WORK REQUIRED: All of the data below should be printed again word for word, pictures excluded.

Natural-language object grounding data
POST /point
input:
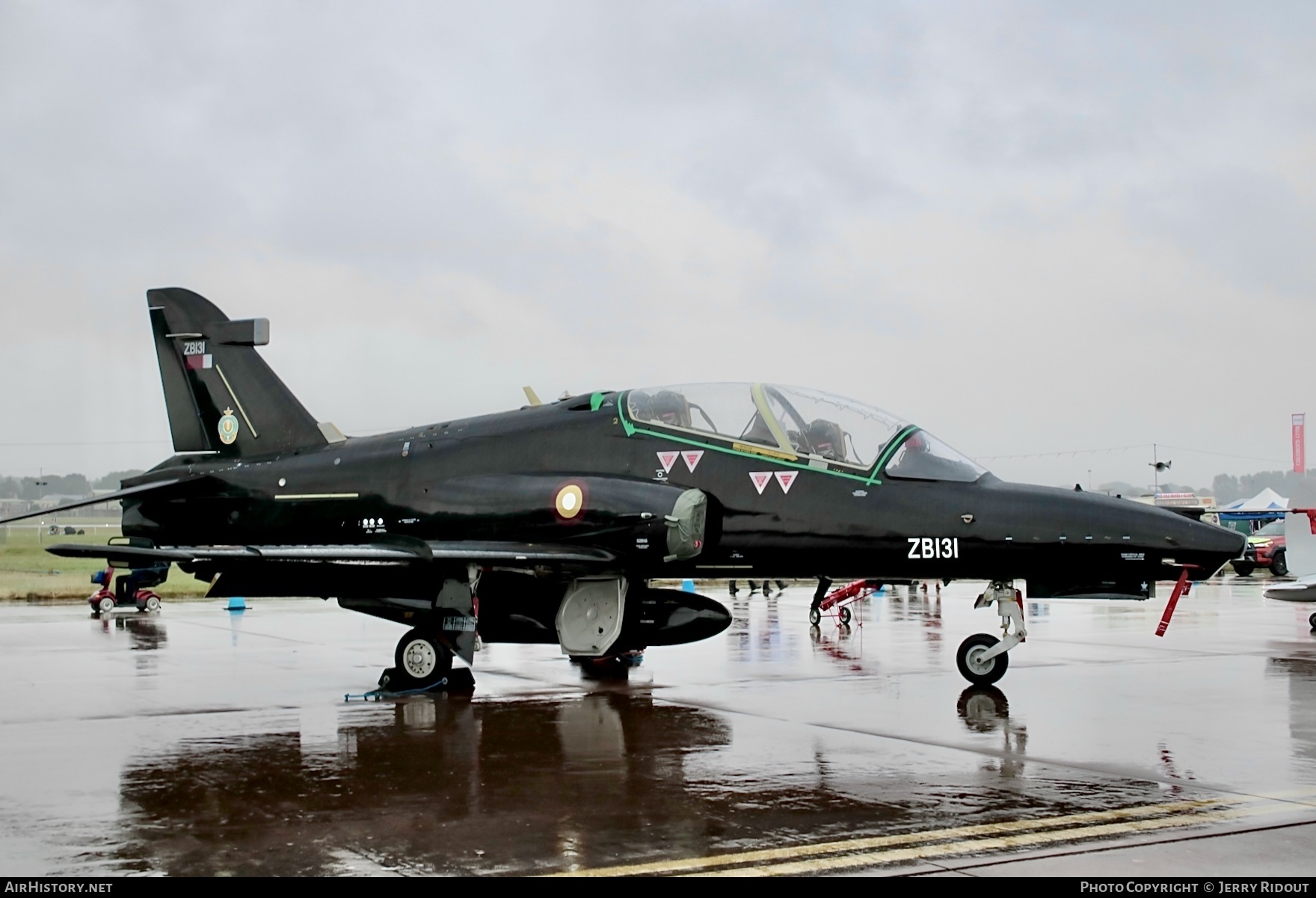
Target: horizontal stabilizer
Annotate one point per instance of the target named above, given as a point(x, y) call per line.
point(96, 501)
point(396, 552)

RESULT OF THIS TASK:
POST /point
input:
Target: horizontal stabilizer
Annotate one point per instance of the target named above, given as a point(x, y) call per line.
point(96, 501)
point(396, 552)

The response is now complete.